*INPUT MATERIAL:*
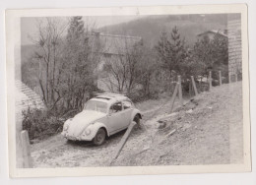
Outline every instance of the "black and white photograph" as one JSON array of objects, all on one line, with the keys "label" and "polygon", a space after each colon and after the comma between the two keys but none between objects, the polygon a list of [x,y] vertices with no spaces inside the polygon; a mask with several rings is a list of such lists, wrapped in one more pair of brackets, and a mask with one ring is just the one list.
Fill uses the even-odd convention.
[{"label": "black and white photograph", "polygon": [[7,13],[11,175],[250,171],[245,6],[120,9]]}]

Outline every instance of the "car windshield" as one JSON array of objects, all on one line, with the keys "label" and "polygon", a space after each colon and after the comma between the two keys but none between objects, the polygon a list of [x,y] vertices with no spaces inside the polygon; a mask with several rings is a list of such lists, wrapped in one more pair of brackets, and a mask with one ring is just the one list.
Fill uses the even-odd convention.
[{"label": "car windshield", "polygon": [[85,110],[95,110],[97,112],[106,113],[107,112],[107,104],[105,102],[100,102],[96,100],[90,100],[85,105]]}]

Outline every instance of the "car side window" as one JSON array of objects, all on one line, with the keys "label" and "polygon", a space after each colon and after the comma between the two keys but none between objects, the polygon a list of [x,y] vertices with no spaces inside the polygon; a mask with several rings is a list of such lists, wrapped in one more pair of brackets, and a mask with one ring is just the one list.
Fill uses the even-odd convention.
[{"label": "car side window", "polygon": [[110,110],[109,110],[109,113],[116,113],[116,112],[119,112],[119,111],[122,111],[122,103],[121,102],[116,102],[114,104],[112,104],[110,106]]},{"label": "car side window", "polygon": [[132,102],[129,101],[129,100],[124,100],[123,101],[123,109],[128,109],[128,108],[131,108],[132,107]]}]

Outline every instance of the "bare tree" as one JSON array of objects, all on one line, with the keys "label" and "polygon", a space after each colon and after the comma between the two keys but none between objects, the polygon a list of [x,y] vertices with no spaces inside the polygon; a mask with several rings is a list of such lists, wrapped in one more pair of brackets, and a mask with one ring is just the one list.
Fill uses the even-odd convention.
[{"label": "bare tree", "polygon": [[[56,101],[57,62],[62,54],[62,35],[66,31],[66,22],[57,18],[37,20],[37,36],[33,39],[37,49],[35,58],[39,60],[38,83],[46,106],[52,108]],[[58,94],[58,92],[57,92]]]}]

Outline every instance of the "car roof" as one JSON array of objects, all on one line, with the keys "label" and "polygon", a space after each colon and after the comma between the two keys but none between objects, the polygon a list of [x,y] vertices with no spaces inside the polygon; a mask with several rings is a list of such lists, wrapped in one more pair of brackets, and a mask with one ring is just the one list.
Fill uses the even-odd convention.
[{"label": "car roof", "polygon": [[92,98],[92,100],[98,100],[98,101],[103,101],[103,102],[107,102],[107,103],[113,103],[119,100],[124,100],[124,99],[129,99],[127,96],[125,96],[124,94],[121,93],[102,93],[99,94],[94,98]]}]

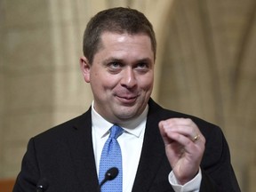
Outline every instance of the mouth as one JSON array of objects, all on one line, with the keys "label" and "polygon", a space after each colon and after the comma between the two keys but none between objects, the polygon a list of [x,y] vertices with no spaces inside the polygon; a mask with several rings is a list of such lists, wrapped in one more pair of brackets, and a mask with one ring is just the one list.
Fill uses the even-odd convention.
[{"label": "mouth", "polygon": [[118,99],[119,101],[121,101],[121,103],[124,104],[133,104],[138,96],[120,96],[120,95],[116,95],[116,98]]}]

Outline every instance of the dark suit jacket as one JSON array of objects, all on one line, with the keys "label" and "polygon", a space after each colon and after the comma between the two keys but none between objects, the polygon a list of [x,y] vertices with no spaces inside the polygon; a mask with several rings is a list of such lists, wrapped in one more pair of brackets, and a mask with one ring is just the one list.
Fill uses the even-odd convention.
[{"label": "dark suit jacket", "polygon": [[[229,150],[220,129],[199,118],[162,108],[151,99],[141,156],[132,192],[173,191],[168,182],[172,168],[158,130],[160,120],[189,117],[206,139],[201,164],[200,191],[240,191]],[[50,129],[28,145],[13,192],[35,192],[39,180],[47,192],[96,192],[99,185],[92,141],[91,108],[84,115]]]}]

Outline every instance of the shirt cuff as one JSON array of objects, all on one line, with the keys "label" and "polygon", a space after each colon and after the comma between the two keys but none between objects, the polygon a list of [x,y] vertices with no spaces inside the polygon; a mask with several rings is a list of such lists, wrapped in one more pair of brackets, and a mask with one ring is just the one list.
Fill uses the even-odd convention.
[{"label": "shirt cuff", "polygon": [[184,185],[178,184],[177,179],[172,171],[170,172],[168,179],[175,192],[199,192],[202,180],[202,172],[199,168],[199,172],[196,177]]}]

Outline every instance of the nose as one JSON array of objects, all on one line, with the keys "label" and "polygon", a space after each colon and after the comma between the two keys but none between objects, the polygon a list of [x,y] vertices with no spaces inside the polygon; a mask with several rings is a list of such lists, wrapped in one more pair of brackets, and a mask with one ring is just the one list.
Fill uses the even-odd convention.
[{"label": "nose", "polygon": [[121,84],[126,88],[132,88],[137,84],[136,72],[131,68],[123,70]]}]

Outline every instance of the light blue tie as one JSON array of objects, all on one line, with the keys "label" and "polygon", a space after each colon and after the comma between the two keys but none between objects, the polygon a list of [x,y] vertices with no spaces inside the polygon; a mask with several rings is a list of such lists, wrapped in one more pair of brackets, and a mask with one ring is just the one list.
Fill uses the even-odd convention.
[{"label": "light blue tie", "polygon": [[123,132],[124,130],[121,127],[114,124],[110,129],[110,135],[103,147],[100,162],[99,181],[100,182],[104,180],[106,172],[111,167],[116,167],[119,172],[116,179],[106,182],[101,187],[101,192],[122,192],[122,154],[116,139]]}]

*TASK GOAL:*
How many lines of the data above contain the string "windshield"? Reply with the number alone.

*ANSWER FOR THIS EXERCISE:*
2